Top of RECORDS SUPPLIED

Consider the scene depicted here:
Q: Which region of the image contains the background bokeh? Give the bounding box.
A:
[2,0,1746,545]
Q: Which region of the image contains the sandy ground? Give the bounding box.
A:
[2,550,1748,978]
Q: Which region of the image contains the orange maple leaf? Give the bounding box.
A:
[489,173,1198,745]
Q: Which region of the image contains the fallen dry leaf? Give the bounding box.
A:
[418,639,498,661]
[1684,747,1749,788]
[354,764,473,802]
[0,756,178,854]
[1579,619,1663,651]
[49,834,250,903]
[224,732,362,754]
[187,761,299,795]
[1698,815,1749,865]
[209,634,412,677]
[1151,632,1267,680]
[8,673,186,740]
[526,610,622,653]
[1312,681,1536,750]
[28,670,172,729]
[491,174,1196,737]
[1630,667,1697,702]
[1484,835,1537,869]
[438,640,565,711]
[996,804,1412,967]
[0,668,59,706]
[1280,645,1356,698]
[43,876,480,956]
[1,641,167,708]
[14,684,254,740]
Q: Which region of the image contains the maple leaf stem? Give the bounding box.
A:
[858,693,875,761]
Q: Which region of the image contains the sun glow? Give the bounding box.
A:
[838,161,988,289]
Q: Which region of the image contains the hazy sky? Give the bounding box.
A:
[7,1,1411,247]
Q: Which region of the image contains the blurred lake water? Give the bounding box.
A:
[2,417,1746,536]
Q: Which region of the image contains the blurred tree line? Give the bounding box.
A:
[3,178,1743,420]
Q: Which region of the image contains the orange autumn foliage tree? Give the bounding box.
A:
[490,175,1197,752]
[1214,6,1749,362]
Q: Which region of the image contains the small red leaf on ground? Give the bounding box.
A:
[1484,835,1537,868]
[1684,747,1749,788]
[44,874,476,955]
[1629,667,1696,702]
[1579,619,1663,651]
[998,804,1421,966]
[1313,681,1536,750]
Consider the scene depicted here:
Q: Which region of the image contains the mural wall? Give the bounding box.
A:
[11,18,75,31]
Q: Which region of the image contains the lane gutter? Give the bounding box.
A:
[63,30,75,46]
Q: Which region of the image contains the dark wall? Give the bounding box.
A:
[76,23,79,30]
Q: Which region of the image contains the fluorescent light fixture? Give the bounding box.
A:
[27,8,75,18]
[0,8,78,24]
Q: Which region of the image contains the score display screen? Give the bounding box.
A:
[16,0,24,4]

Bottom of RECORDS SUPPLIED

- [PROBLEM DETAILS]
Return each line from the data where the string "tree" can be found.

- [EXERCISE RESULT]
Q: Which region of the image contains the blurred tree line? Give the bounding box.
Q: Which region of the image contains the orange autumn foliage tree? Give the bounding box.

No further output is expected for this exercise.